_TASK ITEM_. Which lines in the data below contain the string "black"? Show each one.
+++ MATERIAL SHOWN +++
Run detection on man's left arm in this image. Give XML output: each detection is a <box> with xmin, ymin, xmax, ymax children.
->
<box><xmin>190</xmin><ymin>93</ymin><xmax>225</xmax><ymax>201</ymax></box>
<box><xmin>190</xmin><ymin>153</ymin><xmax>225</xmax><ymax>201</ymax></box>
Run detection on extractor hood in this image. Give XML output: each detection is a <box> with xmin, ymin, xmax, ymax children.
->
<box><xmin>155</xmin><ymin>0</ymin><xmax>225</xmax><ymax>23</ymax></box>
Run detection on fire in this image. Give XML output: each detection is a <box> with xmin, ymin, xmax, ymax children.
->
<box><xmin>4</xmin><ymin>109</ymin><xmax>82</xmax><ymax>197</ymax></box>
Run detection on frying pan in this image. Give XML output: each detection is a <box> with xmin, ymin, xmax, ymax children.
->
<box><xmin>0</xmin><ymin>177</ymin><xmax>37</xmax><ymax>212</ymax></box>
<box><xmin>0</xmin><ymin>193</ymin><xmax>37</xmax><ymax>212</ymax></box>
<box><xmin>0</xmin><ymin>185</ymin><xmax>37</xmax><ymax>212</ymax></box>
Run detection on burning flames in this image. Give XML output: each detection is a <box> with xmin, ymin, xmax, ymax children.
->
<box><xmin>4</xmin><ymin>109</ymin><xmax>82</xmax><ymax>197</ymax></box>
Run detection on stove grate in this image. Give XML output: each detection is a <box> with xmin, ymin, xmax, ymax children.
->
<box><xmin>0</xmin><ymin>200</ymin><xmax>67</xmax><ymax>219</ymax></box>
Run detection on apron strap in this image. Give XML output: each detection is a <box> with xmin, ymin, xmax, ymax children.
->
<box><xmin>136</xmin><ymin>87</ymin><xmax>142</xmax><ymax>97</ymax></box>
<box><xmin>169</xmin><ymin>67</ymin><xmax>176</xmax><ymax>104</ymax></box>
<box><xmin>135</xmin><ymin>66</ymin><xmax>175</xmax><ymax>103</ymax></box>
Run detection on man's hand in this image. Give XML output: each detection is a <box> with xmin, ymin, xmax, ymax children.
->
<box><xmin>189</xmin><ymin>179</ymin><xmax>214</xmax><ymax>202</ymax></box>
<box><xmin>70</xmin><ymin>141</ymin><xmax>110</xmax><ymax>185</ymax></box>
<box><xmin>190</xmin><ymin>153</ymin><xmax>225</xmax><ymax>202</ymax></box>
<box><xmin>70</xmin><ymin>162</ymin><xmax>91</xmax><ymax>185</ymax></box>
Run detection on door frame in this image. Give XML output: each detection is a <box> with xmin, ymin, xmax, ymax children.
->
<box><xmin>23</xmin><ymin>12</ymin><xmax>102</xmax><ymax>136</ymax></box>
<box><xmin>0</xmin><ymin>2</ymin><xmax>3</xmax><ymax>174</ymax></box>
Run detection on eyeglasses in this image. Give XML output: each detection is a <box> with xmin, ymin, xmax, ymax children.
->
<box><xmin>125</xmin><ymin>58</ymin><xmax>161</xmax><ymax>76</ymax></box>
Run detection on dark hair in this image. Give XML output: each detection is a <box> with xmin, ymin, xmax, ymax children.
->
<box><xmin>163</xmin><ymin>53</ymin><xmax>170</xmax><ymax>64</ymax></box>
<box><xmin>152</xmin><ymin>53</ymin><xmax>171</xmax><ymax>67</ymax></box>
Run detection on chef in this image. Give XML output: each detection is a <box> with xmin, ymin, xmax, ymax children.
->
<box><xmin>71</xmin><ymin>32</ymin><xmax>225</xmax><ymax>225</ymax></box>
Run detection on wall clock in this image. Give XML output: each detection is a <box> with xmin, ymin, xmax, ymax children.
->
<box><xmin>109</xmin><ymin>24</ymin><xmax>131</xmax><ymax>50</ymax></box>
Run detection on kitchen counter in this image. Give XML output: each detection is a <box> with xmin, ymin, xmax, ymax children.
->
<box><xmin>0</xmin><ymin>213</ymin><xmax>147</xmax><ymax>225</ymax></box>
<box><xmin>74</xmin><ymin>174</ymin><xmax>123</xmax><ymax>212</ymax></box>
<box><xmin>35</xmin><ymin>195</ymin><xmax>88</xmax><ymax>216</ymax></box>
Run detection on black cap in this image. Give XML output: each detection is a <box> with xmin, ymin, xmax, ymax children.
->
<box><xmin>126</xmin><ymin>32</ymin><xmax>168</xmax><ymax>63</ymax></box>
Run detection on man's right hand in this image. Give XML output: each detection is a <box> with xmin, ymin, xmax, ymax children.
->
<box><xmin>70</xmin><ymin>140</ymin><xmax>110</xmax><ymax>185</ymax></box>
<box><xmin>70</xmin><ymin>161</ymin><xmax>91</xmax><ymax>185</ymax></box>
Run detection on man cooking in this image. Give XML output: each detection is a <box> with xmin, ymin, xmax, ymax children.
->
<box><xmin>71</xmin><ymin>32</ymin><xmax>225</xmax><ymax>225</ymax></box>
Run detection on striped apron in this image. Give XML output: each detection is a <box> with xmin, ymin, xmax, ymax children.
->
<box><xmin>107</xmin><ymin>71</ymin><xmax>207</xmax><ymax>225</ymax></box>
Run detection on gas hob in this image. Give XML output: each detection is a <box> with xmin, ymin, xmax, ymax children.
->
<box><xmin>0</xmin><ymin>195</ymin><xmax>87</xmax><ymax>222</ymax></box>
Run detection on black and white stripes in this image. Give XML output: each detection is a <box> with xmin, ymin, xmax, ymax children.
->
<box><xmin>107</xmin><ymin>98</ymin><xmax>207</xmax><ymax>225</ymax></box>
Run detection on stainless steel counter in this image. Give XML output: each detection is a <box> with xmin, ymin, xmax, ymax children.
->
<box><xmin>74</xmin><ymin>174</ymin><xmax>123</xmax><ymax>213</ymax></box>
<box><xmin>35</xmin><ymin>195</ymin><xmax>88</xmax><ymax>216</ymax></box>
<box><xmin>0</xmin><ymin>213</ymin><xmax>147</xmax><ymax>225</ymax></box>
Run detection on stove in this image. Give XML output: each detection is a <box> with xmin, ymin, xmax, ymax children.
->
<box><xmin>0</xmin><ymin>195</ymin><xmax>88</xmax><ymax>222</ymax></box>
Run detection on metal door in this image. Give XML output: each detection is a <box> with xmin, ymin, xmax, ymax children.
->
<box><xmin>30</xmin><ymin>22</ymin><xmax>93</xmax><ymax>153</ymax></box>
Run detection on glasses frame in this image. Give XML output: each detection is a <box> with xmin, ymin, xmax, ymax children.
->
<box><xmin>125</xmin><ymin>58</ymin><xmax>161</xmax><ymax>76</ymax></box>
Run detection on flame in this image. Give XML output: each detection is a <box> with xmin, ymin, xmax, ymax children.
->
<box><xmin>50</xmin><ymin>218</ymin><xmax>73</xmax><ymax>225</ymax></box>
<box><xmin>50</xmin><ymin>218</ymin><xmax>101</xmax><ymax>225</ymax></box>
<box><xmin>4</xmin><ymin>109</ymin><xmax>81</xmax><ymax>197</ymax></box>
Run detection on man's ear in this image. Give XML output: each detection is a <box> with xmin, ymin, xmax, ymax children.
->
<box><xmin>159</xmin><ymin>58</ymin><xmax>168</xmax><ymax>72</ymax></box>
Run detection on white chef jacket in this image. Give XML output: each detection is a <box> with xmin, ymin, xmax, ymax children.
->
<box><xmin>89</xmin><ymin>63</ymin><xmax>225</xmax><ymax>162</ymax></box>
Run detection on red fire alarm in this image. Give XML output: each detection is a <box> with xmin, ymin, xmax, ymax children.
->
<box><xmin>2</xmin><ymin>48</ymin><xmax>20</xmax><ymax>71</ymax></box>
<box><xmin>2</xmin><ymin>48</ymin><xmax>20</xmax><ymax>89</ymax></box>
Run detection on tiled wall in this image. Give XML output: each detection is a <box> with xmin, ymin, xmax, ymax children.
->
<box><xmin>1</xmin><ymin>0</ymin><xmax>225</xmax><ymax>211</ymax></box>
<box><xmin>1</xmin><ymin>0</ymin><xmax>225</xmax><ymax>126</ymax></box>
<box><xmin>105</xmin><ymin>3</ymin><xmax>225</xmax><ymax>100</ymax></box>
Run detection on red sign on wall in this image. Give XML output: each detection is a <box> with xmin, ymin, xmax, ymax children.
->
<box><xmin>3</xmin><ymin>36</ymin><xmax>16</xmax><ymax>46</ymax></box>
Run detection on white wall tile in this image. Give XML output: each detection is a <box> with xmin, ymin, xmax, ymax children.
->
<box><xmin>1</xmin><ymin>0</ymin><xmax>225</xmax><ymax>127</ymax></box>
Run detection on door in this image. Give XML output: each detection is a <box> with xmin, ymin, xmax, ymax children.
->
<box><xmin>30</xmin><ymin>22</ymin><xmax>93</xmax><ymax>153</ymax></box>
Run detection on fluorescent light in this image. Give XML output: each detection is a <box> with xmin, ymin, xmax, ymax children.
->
+++
_RESPONSE_.
Run detection on black cap in this image. Give XML output: each detection is a <box> with xmin, ymin, xmax, ymax children.
Run detection on black and white stripes in this image. Give XML output: each detection is a <box> with xmin, ymin, xmax, ymax children.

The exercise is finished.